◆ **Task directions**
Repeat word for word everything from the line containing "target | beige sofa" down to the last line of the items.

---*---

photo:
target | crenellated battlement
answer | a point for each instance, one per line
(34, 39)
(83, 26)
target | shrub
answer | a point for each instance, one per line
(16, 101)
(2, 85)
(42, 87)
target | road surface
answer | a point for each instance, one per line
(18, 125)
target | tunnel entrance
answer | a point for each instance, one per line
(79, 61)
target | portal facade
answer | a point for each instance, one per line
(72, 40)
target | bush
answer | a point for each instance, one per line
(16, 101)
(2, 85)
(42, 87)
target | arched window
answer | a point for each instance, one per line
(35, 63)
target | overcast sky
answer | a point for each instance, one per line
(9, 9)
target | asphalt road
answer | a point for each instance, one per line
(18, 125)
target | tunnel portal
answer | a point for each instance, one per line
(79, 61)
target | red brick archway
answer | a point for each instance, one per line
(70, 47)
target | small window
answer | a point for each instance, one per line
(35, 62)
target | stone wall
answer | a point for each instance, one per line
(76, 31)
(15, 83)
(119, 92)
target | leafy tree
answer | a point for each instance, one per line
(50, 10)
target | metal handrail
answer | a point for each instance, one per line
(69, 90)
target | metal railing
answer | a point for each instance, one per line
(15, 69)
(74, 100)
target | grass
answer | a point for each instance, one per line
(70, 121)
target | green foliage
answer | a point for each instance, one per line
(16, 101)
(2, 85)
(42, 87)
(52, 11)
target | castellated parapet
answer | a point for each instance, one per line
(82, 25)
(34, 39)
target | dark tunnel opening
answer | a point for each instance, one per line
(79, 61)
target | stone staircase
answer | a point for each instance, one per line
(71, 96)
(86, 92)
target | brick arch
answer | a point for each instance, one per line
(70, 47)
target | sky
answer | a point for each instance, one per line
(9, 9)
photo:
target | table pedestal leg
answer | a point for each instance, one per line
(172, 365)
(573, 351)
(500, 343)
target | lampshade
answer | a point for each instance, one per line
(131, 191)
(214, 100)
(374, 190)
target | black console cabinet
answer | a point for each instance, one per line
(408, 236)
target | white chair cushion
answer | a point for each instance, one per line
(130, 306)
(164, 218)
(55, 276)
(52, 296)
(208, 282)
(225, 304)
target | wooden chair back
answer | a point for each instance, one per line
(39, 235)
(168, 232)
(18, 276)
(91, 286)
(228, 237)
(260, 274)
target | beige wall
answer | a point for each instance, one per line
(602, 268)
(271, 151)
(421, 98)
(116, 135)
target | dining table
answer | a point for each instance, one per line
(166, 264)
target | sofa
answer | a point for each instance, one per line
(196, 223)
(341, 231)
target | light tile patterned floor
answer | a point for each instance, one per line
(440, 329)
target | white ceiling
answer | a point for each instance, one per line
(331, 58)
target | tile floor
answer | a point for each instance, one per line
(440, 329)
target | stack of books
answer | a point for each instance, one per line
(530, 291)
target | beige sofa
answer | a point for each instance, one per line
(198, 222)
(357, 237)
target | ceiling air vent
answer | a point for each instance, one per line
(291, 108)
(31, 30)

---*---

◆ **Full solution**
target | beige sofa
answer | a point for each instance, one per line
(198, 222)
(357, 237)
target | ceiling air vent
answer | a point for each instance, one per line
(291, 108)
(31, 30)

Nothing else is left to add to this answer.